BEGIN Extracted data

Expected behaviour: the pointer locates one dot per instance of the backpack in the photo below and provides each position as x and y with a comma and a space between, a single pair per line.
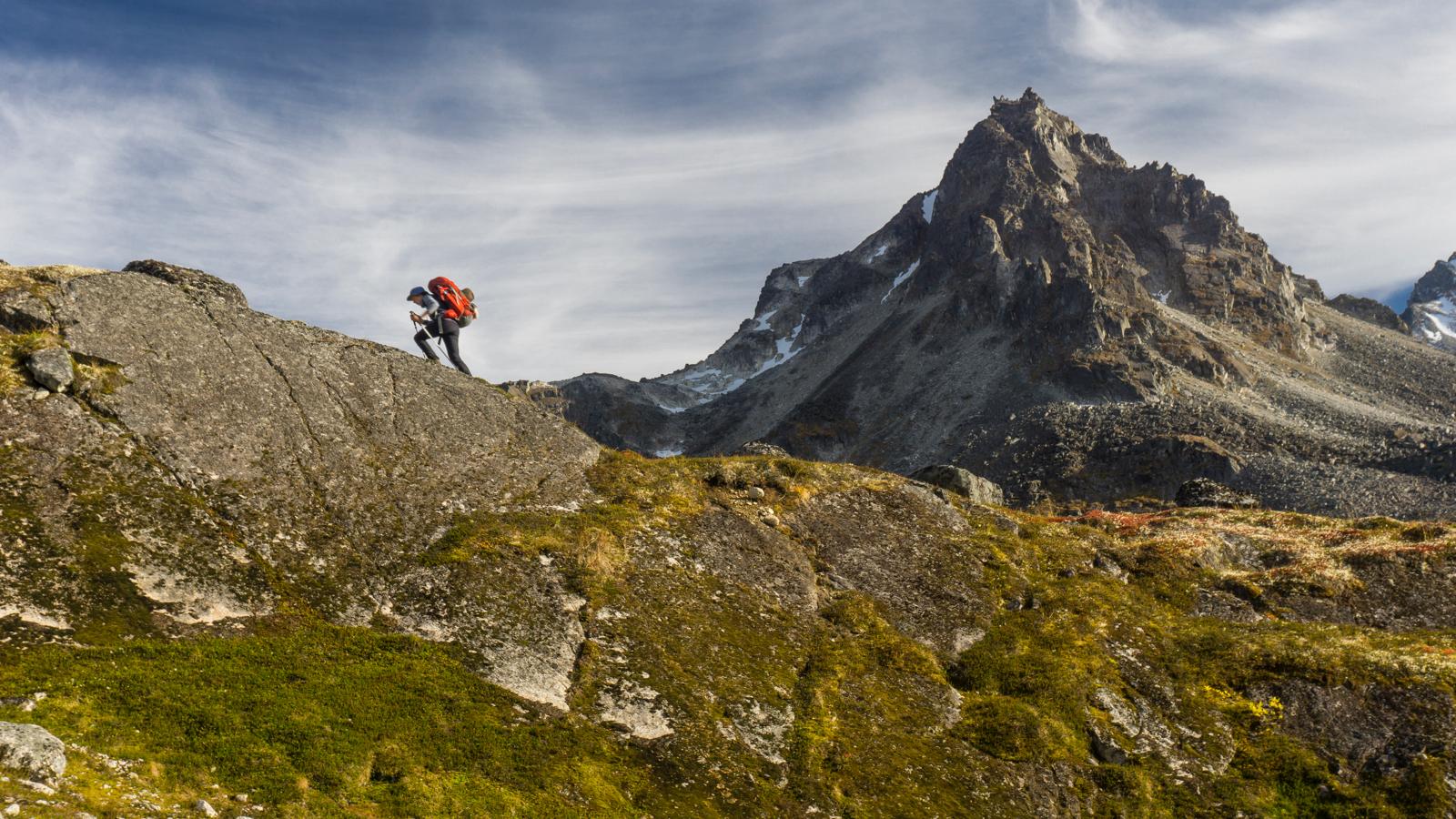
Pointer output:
456, 307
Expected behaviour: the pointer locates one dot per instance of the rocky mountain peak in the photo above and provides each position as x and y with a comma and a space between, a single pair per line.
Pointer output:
1431, 309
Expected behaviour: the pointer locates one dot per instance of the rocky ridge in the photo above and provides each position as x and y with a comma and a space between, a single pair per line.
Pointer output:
237, 562
1431, 309
1063, 324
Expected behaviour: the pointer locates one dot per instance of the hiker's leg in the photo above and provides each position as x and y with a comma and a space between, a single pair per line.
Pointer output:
422, 339
451, 339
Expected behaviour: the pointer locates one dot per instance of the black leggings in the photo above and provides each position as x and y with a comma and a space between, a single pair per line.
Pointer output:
448, 331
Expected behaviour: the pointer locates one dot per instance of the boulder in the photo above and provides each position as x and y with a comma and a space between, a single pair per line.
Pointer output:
1201, 491
762, 448
191, 281
33, 751
21, 310
542, 394
963, 482
51, 368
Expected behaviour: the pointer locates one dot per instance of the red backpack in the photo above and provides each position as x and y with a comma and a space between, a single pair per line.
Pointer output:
451, 299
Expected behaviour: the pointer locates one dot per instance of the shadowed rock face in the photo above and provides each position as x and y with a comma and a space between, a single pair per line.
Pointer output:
1369, 310
1056, 319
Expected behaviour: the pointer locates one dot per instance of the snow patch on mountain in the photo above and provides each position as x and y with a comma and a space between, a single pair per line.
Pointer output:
1434, 321
900, 280
784, 350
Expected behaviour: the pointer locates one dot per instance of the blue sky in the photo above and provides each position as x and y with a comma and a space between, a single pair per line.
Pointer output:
618, 178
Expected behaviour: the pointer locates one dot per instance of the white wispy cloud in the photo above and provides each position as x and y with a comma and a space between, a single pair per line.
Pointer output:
609, 247
1330, 126
619, 198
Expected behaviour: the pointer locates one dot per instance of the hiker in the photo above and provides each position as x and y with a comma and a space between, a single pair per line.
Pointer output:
443, 307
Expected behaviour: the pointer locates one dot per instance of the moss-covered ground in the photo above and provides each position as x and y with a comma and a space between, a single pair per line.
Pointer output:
1092, 622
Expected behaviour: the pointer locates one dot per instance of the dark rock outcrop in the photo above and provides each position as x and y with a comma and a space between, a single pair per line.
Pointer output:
51, 368
1201, 491
761, 448
961, 482
1369, 310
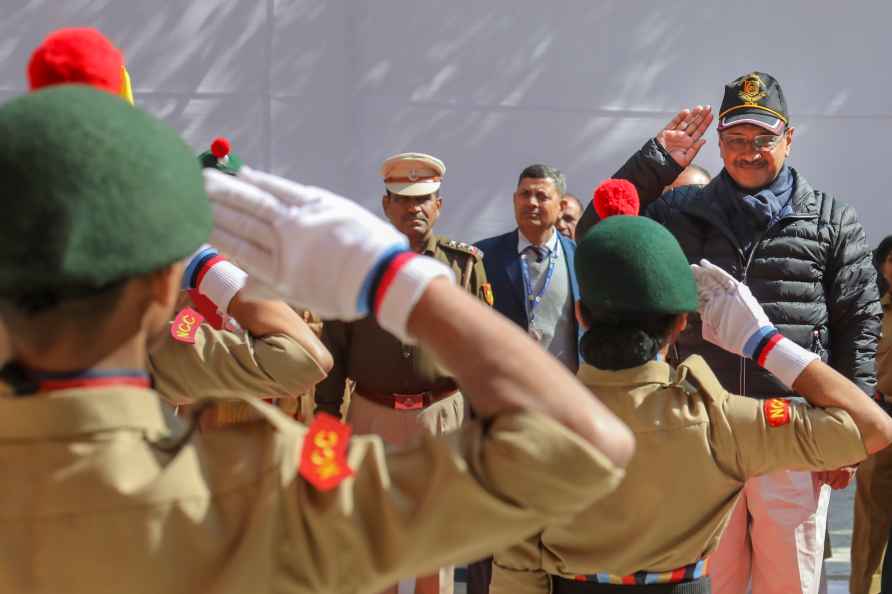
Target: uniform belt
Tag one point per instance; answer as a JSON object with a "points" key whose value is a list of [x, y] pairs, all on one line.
{"points": [[562, 585], [687, 573], [407, 401]]}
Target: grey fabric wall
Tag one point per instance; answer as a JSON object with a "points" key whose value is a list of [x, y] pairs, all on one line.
{"points": [[323, 90]]}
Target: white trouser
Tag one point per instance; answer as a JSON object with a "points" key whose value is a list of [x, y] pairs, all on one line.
{"points": [[775, 537]]}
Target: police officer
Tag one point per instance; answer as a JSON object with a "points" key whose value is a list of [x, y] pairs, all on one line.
{"points": [[105, 491], [399, 389], [697, 444]]}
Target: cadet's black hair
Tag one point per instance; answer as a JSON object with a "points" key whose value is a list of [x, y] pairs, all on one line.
{"points": [[879, 256], [622, 341]]}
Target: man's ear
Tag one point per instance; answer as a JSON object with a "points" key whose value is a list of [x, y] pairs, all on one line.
{"points": [[789, 133], [164, 284], [681, 322]]}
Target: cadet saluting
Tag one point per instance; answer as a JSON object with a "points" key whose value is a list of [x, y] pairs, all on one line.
{"points": [[697, 444], [108, 492]]}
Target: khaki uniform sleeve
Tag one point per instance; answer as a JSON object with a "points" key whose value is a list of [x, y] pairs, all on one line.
{"points": [[222, 363], [518, 570], [809, 439], [442, 501]]}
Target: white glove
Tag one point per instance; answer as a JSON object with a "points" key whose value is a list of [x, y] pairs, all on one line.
{"points": [[317, 249], [733, 319]]}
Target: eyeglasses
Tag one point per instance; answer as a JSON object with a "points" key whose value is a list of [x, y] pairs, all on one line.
{"points": [[764, 143]]}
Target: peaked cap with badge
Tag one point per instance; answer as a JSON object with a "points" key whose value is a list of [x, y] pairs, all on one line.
{"points": [[412, 174], [755, 98]]}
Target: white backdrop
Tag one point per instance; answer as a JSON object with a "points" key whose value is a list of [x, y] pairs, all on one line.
{"points": [[323, 90]]}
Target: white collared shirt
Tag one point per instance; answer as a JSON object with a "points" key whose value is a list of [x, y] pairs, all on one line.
{"points": [[523, 243]]}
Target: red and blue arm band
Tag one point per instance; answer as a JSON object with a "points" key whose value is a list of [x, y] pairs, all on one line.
{"points": [[395, 285], [761, 343], [785, 359], [196, 262], [214, 276]]}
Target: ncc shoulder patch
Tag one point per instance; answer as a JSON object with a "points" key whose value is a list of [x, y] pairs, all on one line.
{"points": [[185, 325], [487, 293], [323, 460], [777, 411], [463, 247]]}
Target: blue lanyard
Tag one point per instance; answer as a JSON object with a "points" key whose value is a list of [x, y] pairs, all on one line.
{"points": [[534, 300]]}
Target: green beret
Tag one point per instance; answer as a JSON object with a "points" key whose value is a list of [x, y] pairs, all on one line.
{"points": [[220, 157], [97, 191], [629, 264]]}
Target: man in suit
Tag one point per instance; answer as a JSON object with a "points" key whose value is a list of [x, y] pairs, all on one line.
{"points": [[534, 284], [531, 268]]}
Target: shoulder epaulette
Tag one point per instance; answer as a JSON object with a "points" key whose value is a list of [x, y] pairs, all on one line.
{"points": [[462, 247]]}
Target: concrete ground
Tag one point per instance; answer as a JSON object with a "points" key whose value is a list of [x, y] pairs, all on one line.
{"points": [[840, 537]]}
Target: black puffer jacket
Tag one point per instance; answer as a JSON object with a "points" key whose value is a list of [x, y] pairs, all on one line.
{"points": [[811, 271]]}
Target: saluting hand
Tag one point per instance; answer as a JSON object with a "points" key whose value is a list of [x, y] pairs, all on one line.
{"points": [[682, 137], [317, 249]]}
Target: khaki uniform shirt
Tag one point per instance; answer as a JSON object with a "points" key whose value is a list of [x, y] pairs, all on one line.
{"points": [[884, 350], [376, 360], [104, 491], [227, 365], [696, 445]]}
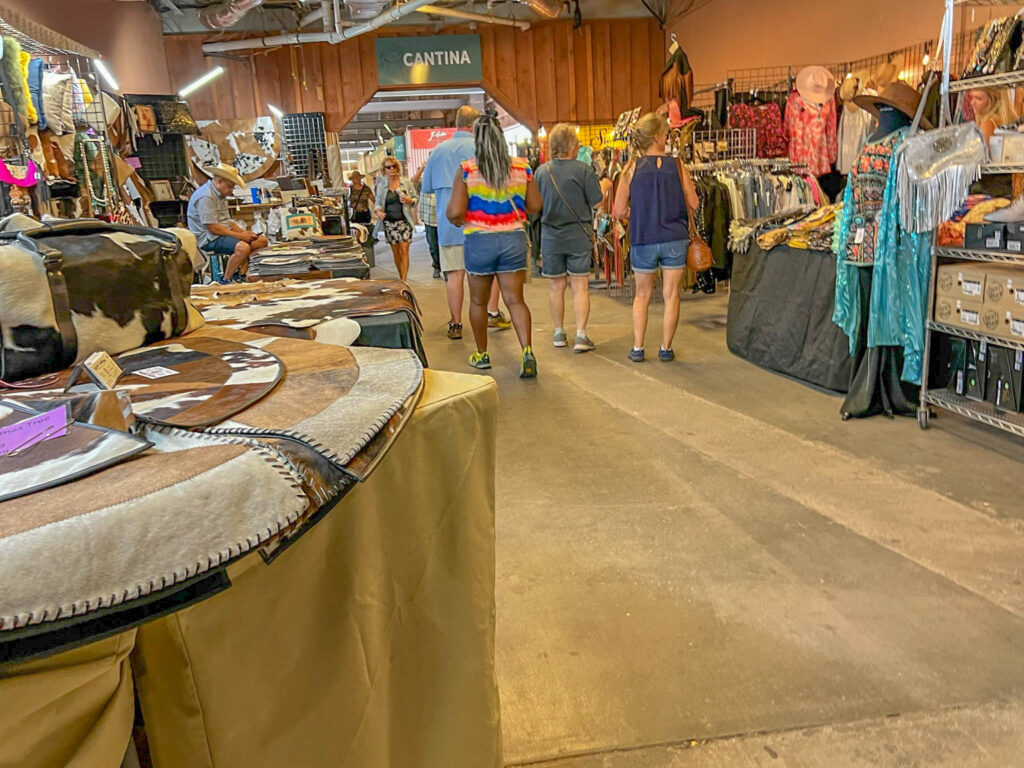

END Extracted data

Repeat the full set of records exactly, and output no pictures.

Expected behaviour: the pointer locates one dot per instance of the backpack in the photo below and provides each position as x and y with a comma and a space between, a single pair per line.
Pointer output:
456, 307
Expected behaviour: the pointer locates one dot per instance of the rocky mountain peak in the photo above and provides each position as x and y with a comma and a space between, a single pair per line.
Pointer output:
1431, 309
Expected behaviour: the pointer locates one dot per instance of the rocky ridge in the photo above and provides each position as x and y with a comma and a space between, a single pair per line.
Pointer output:
237, 562
1431, 309
1063, 324
Expected behaviour: the pointer locates one dot per instance of the hiker's leg in the photo above and provides each position as x and y with a comma and a space between, a single pair per line.
Pointer output:
422, 339
451, 339
Expected behaviour: the pointer locates one dot per instance of the black leggings in the photo above and provides each position as x and y with a comma and a space between, a single pair per line.
Pointer output:
448, 331
Expected behaviour: the pointer locates one dot per instance of the boulder in the photo above and provides each position as x and y with a comma and a space between, a single pair per line.
Pointer output:
1201, 491
762, 448
191, 281
33, 751
21, 310
542, 394
963, 482
51, 368
Expected behaviour: the pointer locates one dot per instance of the red backpack in the photo above and provides each position as x and y with a comma and a space between, a single pair per line.
Pointer output:
451, 299
Expected behaviour: the pointer locates one dot per instance of the shadowed rock face in the photo above and provides each position as x and y with a comma and a space between, a single pair per line.
Pointer output:
1369, 310
1056, 319
Expected behaviour: the pointer locates one dot per instance of the snow patch on mountain in the photo above and provides each position as x and y with a comma and a space between, a single pair per line.
Pointer output:
1434, 321
900, 280
784, 350
Expected behaviour: the pointer locates one dot per instance of the blue sky in the photo above and provides each position as x and y with a comma and a space between, a single pair per line.
Pointer output:
618, 178
Expected behaviour: the pointer locates one dot per instance of the white wispy cloud in the photo above and provides each position as x and y with a comma and a space between, a single pair per line.
Pointer output:
609, 247
1330, 126
619, 198
Expected behaviour: the pointer locates one dot per instance of the hiker in the photo above and provides each position as x and y with a comma and a space between, a single pair per line.
Pointer output:
443, 307
Expected behaviour: the pointer locates one dot per instance of the moss-covered ground in the photo above and provides each position as x and y with a comma and a space between, a single pair per line.
Pointer output:
1092, 622
Expected behaviour: the pointer locates one dot per instance of the dark rock outcrop in the photo above and provides each position as x and y with a comma and a space between, a single pair per line.
Pointer output:
51, 368
1201, 491
761, 448
961, 482
1369, 310
Target: uniform belt
Tag one point per instance; answer as a JSON object with a "points" key whose value is a list of [x, y] pairs, all on one line.
{"points": [[562, 585], [687, 573], [407, 401]]}
Target: grey fabric wall
Tag one point per instance; answer as a JSON object with a "points" key whose value is a list of [x, y] pairs, all on one line.
{"points": [[323, 90]]}
Target: white trouser
Tag one point per instance; answer as a JSON object with a "points" key whose value is a list of [x, y] pairs, all on one line.
{"points": [[775, 537]]}
Target: police officer
Tag one point per instance; answer as a JSON object with a "points" key whose value is a list of [x, y] pairs, all on one line.
{"points": [[105, 491], [399, 389], [697, 444]]}
Target: cadet's black hair
Tag one point per instance; answer as a JSON object with a "points" key whose value is a list of [x, y] pairs, all on one line.
{"points": [[879, 256], [622, 341]]}
Target: man's ear
Tag one point per instance; answer as a JSON object with a "points" key whose value is a list of [x, y] pairs, all on one line.
{"points": [[789, 133], [164, 284], [681, 322]]}
Target: cadet saluting
Tag one point per instance; answer as a JSON object with a "points" key whose value is a list of [x, y] pairs, all on one line.
{"points": [[697, 444], [108, 492]]}
Target: khaki uniform sleeve
Tag one point per instance; answer as a JSON object with a "points" key whose value is a list of [x, y] pairs, all on one line.
{"points": [[222, 363], [518, 570], [809, 439], [442, 501]]}
Target: white glove
Tag one point per instance; answer as a JSON object with a "points" key whose value is a list of [x, y] pairs, all on one line.
{"points": [[317, 249], [733, 319]]}
Target: eyeglasses
Tag one point per instance; answer as a JSON object with a "points" key whose value is a list of [x, y] pairs, all on one line.
{"points": [[764, 143]]}
Target: peaked cap with badge
Tag one point per instance; answer as a JSON object with a "points" key whose value is a list of [x, y] pairs, all on one line.
{"points": [[412, 174], [755, 98]]}
Target: white backdrop
Tag one point per instance; answer as a JSON object with a "points" key whose value is a list of [x, y] pairs, all on one line.
{"points": [[323, 90]]}
Target: white collared shirt
Tag one point per instance; answer as a JSON object with a "points" key whose value is a list of [x, y] pairs, all on one line.
{"points": [[523, 243]]}
Target: red and blue arm band
Tag one point per instance; answer as a JSON object with a "points" key whose value is a list of [x, y] pairs, all on one line.
{"points": [[395, 285], [761, 343], [785, 359], [196, 262], [214, 276]]}
Target: ncc shoulder patch
Tag one point per instance; answer as a JSON object with a "points" key whose value is a list of [x, y] pairs, all on one line.
{"points": [[185, 325], [487, 293], [323, 460], [777, 411], [463, 247]]}
Target: blue lanyard
Tag one point per instance; answer as a JSON object with a "points" key whose value is a list of [x, y] pairs, all on one line.
{"points": [[534, 300]]}
Target: green beret
Tag one point per instance; answer as a JSON object with a "points" key whose value is a list of [x, y] pairs, all on one line.
{"points": [[220, 157], [97, 191], [629, 264]]}
Target: man in suit
Tag one point per instance; answer as a JSON object with a "points" key whose value is a list of [x, y] pairs, all on one line.
{"points": [[534, 284], [531, 268]]}
Target: shoulder epaulette
Tag one point per instance; answer as a JSON object with a "points" key whose value is a list of [x, y] pairs, all on one line.
{"points": [[462, 247]]}
Target: concrete ground
Tag one point per instance; answer as a JSON object with a "points" key whose value is a list of [x, y] pairs, all on one line.
{"points": [[840, 537]]}
Target: black puffer jacket
Tag one point per instance; answer as a JSON object with a "points" key whose value is a list of [x, y] pairs, all on one line.
{"points": [[811, 271]]}
Target: saluting hand
Tag one point per instance; answer as a JSON object with a "points" key whose value is a list of [x, y] pairs, all on one line.
{"points": [[682, 137], [317, 249]]}
Target: khaki uniform shirt
Tag one point per instance; answer as a JSON object with a "points" key whose value is a list of [x, y] pairs, all on one line.
{"points": [[884, 350], [376, 360], [104, 491], [227, 365], [696, 445]]}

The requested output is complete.